Розалинд Элси Франклин родилась в 1920 году в Лондоне в богатой еврейской семье. С раннего детства она была смышленой и настойчивой — в самом деле, имела хорошие научные задатки. Кроме того, она обладала боевым, если не агрессивным характером, который не всегда был полезен, учитывая, как предвзято тогда относились к евреям и женщинам в высшем образовании и науке. Не помогало и то, что отец, человек с таким же взрывным темпераментом, не одобрял ее попыток сделать карьеру в науке. На второй год пребывания Розалинд в кембриджском Ньюхэм-колледже он, угрожая урезать содержание, потребовал, чтобы она бросила учебу и занялась практической работой для помощи стране в военное время. Только при поддержке матери и тетушки Розалинд смогла успокоить отца и продолжить обучение.
Франклин занималась физической химией, и ее учебный курс включал лекции, множество материалов для чтения, лабораторные эксперименты в области физики и химии, а также математику, применимую ко всем этим отраслям знания. Одним из обязательных текстов для студентов была работа Лайнуса Полинга «Природа химической связи».
Молодая Розалинд была очень разочарована, когда получила вторую, а не первую степень бакалавра наук в 1941 году. Тогда женщины-ученые сталкивались с такой дискриминацией, что ей и другим выпускницам Ньюхэм-колледжа пришлось ожидать формального присвоения степени до 1947 года, все это время оставаясь в полном неведении относительно того, произойдет ли это когда-нибудь.
Как и Фрэнсис Крик, во время Второй мировой войны Франклин работала на национальную армию. В рамках своей докторской работы она изучала плотность и пористость угля для определения эффективности разных его типов в качестве топлива. После окончания войны она продолжила труды в этом направлении в Государственной центральной лаборатории химических исследований в Париже под руководством Жака Меринга. Он и познакомил Розалинд с рентгеновской кристаллографией, которую применял для изучения волокон, например искусственного шелка. Меринг выглядел как «типичный соблазнительный француз» с «высокими татарскими скулами, зелеными глазами и волосами, залихватски зачесанными поверх залысин». Тем не менее Розалинд с удивлением обнаружила, что он был евреем. Судя по всему, молодая и все еще наивная девушка влюбилась в Меринга. На тот момент он был женат, но его жены «нигде не было видно».
Бренда Мэддокс, одна из биографов Франклин, обращает внимание на то, что самые творческие работы и продуктивные исследования удавались Розалинд в сотрудничестве с коллегами мужского пола и еврейского происхождения. Очевидно, Меринга также привлекла элегантная стройная молодая женщина с блестящими черными волосами и сверкающими глазами. Они проводили целые дни за обсуждениями возможных значений рентгеновских изображений и спорами об атомной структуре молекул.

=======

_Задание_
Перепишите часть отрывка о Розалинд Франклин, которая начинается со слов «Молодая Розалинд была» и заканчивается словами «ли это когда-нибудь.», заменив в ней «разочарована» на «огорчена». Следующие далее записи никак не связаны с отрывком о Розалинд Франклин.

=======

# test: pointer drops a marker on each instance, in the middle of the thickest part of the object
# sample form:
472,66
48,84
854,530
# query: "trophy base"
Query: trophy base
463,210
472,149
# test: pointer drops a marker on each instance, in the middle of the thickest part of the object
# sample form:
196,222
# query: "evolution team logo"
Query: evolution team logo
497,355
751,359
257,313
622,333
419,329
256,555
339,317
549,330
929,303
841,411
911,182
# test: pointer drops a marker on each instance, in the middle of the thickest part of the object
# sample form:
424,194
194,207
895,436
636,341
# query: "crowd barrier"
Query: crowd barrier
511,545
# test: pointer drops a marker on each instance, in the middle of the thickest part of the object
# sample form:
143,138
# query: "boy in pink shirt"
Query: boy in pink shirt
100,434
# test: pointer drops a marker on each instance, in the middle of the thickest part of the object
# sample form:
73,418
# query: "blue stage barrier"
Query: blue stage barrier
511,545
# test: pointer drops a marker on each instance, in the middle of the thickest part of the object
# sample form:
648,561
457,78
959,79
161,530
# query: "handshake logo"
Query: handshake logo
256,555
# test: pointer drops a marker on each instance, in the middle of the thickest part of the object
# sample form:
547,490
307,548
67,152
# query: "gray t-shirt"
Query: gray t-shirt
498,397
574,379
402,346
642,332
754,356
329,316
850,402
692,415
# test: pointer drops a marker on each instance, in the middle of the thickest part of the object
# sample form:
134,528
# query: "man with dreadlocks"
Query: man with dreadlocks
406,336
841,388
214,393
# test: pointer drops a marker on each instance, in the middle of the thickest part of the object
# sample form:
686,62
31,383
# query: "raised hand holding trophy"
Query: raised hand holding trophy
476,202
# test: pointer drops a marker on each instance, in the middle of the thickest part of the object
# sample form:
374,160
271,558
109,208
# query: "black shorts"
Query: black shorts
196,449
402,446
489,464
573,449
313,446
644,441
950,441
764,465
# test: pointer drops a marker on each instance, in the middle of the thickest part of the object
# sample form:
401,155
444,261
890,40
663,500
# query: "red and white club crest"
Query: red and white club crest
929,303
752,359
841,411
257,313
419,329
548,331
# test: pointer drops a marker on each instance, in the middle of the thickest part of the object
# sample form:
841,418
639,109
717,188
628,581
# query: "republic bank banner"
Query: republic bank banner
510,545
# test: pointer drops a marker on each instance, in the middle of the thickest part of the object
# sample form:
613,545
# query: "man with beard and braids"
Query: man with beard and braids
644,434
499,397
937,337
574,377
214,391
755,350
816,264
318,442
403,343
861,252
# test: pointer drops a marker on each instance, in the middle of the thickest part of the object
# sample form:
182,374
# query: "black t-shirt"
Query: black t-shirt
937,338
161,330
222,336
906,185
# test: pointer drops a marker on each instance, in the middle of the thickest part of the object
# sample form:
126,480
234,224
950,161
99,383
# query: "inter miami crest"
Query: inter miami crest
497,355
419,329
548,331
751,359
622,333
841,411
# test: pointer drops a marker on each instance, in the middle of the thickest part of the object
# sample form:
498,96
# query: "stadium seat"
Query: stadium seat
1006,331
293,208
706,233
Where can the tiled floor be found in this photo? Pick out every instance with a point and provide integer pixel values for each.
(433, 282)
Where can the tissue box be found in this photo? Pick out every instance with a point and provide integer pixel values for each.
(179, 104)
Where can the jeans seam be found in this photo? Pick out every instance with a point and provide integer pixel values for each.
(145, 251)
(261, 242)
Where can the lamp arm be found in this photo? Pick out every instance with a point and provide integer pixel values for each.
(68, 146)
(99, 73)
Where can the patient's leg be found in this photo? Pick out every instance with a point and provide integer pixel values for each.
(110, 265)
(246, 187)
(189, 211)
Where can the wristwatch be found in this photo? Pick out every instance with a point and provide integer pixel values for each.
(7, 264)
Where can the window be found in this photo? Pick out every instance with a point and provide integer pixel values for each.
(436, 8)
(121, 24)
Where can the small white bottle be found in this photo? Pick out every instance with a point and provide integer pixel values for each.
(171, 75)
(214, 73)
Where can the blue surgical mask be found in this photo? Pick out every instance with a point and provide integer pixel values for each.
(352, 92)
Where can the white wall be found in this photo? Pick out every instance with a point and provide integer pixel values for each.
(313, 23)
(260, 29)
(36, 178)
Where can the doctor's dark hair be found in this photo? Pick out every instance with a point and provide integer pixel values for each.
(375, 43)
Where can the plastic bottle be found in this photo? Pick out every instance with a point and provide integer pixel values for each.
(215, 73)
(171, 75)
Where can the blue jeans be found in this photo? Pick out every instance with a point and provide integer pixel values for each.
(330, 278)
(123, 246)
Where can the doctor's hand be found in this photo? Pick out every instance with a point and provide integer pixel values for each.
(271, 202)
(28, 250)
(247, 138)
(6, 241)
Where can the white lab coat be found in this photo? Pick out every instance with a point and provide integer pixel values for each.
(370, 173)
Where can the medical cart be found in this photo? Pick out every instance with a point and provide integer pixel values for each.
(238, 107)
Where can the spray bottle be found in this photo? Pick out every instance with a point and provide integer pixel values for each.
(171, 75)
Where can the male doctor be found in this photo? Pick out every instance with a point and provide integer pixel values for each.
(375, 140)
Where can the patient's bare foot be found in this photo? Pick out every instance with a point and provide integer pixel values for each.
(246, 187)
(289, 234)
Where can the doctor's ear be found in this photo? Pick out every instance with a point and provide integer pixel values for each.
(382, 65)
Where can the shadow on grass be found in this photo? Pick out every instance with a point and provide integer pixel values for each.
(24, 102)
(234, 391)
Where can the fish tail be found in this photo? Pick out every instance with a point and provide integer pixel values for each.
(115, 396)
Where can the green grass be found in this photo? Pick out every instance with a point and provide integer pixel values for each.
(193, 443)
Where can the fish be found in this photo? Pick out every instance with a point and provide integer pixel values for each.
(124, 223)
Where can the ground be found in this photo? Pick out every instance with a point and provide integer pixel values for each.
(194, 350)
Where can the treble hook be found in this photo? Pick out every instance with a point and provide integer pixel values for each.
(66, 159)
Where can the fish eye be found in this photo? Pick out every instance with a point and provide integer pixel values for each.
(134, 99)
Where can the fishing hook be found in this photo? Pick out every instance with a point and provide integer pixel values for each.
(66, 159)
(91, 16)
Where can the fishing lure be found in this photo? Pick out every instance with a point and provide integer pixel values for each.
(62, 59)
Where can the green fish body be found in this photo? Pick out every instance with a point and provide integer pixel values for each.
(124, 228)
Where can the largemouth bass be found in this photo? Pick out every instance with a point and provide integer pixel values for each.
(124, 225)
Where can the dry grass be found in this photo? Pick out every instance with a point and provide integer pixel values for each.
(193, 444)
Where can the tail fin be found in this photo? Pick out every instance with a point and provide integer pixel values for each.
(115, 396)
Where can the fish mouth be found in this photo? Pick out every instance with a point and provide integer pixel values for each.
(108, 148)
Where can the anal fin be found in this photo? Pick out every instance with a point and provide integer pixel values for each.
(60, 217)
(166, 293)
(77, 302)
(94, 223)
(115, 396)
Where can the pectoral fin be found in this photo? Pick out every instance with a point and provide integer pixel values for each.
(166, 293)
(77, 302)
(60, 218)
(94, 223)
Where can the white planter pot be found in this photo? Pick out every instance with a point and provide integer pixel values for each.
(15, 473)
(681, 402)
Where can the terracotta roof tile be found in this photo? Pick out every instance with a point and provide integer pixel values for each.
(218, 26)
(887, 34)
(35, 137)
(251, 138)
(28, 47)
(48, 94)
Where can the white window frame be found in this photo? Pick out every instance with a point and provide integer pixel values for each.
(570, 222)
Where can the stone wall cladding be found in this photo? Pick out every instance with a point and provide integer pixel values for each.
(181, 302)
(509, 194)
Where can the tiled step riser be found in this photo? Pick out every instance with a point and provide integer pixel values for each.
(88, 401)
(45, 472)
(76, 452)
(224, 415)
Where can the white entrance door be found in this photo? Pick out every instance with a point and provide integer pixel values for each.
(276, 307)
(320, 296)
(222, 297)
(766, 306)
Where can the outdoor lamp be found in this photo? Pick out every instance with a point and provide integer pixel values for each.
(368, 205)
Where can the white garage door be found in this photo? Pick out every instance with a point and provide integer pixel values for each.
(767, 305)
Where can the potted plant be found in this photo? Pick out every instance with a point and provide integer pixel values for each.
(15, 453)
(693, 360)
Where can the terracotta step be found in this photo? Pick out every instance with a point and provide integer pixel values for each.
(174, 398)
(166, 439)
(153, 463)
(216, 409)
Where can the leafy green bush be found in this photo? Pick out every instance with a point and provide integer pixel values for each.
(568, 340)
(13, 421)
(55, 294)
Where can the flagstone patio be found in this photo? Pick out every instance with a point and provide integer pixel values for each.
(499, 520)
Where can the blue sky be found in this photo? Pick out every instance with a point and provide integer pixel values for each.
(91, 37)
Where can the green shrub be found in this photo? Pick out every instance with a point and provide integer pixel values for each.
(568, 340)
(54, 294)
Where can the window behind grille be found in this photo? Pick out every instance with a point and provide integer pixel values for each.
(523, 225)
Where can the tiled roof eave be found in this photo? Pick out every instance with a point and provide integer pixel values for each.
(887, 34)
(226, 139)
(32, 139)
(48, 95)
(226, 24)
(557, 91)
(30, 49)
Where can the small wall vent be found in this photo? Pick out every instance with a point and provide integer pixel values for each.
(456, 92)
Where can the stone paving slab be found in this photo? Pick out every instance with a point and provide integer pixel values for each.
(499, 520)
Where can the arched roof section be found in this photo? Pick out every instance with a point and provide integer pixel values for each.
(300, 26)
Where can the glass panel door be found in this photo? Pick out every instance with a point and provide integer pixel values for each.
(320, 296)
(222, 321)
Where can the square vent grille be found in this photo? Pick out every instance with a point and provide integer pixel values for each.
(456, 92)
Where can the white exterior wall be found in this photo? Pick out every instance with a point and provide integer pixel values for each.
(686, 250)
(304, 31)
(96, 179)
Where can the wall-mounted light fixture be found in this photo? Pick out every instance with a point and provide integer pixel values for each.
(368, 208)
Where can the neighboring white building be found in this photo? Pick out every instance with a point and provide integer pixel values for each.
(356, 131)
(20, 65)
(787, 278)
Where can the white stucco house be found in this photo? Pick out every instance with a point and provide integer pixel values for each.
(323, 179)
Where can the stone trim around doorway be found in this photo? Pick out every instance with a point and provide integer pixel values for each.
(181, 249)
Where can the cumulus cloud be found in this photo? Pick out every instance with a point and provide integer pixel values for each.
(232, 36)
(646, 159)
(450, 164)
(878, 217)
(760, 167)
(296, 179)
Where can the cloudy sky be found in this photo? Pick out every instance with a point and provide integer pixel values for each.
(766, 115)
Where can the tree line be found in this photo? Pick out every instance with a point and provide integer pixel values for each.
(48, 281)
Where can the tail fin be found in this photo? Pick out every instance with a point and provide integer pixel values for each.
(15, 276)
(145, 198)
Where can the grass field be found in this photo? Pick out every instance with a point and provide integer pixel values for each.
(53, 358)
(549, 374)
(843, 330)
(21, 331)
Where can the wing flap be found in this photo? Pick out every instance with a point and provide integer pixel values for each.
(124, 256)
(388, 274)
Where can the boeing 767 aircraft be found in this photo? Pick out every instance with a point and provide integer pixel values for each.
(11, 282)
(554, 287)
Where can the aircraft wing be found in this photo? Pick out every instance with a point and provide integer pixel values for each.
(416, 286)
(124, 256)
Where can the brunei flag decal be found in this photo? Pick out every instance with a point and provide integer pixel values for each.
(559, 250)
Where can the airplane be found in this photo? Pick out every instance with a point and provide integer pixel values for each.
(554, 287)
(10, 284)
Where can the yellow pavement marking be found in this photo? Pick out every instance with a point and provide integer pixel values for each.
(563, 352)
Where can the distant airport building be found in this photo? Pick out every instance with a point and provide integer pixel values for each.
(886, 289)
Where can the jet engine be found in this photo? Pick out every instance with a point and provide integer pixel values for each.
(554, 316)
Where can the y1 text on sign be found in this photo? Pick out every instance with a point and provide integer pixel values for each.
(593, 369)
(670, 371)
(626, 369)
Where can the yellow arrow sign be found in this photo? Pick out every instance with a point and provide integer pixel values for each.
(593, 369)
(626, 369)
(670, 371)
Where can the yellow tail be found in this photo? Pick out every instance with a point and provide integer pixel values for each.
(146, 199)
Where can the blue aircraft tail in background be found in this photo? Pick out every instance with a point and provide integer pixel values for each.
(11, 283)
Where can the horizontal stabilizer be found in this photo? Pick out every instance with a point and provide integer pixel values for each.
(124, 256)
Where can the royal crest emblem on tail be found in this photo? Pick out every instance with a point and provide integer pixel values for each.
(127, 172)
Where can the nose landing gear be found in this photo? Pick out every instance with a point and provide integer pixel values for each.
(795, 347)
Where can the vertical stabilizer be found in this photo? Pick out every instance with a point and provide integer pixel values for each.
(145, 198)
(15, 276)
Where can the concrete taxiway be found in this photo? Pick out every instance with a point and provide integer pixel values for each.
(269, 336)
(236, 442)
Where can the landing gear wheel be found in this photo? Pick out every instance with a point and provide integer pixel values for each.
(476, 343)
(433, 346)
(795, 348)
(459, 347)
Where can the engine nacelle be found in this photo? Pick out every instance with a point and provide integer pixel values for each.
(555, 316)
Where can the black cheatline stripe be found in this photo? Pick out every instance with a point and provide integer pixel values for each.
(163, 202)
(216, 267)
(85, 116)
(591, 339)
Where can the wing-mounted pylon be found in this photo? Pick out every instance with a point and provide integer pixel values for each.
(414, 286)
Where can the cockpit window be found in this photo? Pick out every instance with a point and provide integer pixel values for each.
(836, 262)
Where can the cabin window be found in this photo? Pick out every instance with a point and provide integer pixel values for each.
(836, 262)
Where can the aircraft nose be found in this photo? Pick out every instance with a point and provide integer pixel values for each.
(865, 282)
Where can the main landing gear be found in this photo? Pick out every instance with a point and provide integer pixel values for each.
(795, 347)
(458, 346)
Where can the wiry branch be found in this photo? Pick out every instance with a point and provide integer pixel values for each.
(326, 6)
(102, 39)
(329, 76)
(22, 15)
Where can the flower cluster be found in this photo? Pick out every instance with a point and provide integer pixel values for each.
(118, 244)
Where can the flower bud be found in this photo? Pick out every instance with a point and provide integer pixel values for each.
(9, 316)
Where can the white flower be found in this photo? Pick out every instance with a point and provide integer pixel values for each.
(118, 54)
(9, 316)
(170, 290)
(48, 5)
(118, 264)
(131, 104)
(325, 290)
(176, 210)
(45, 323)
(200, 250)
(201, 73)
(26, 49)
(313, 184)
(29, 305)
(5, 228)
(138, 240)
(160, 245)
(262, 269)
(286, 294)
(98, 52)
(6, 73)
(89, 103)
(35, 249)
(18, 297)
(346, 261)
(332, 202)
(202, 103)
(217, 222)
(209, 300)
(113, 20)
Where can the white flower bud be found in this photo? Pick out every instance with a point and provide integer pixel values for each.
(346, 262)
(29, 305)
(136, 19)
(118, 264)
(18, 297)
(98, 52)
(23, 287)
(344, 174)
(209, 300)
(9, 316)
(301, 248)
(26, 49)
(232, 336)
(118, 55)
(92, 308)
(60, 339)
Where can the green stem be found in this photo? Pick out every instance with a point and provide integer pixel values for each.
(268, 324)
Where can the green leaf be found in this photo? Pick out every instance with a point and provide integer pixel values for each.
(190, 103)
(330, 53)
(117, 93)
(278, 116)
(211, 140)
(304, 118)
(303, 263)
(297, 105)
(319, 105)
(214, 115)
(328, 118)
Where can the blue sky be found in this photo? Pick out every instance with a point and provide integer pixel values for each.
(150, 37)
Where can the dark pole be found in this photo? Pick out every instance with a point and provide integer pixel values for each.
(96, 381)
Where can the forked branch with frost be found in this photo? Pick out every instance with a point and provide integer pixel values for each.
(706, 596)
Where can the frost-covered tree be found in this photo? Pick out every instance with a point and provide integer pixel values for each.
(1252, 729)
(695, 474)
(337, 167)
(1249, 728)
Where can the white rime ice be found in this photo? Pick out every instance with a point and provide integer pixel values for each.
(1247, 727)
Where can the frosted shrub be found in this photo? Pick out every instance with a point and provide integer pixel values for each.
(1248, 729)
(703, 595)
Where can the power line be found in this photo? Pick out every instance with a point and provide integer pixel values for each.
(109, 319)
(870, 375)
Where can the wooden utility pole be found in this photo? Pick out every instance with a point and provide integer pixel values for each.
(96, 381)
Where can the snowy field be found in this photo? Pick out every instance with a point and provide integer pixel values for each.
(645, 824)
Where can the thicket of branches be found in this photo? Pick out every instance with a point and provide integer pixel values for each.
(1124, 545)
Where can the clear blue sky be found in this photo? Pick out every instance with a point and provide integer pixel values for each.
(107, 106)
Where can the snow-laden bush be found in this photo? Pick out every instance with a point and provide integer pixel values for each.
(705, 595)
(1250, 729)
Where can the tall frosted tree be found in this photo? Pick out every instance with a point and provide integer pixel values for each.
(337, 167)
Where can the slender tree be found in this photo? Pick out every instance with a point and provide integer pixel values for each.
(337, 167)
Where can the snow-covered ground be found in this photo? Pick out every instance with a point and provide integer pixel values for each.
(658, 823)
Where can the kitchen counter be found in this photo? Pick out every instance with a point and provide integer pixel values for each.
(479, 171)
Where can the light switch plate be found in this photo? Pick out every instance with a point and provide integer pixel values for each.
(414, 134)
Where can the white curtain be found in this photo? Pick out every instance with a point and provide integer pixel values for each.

=======

_Результат выполнения_
Молодая Розалинд была очень огорчена, когда получила вторую, а не первую степень бакалавра наук в 1941 году. Тогда женщины-ученые сталкивались с такой дискриминацией, что ей и другим выпускницам Ньюхэм-колледжа пришлось ожидать формального присвоения степени до 1947 года, все это время оставаясь в полном неведении относительно того, произойдет ли это когда-нибудь.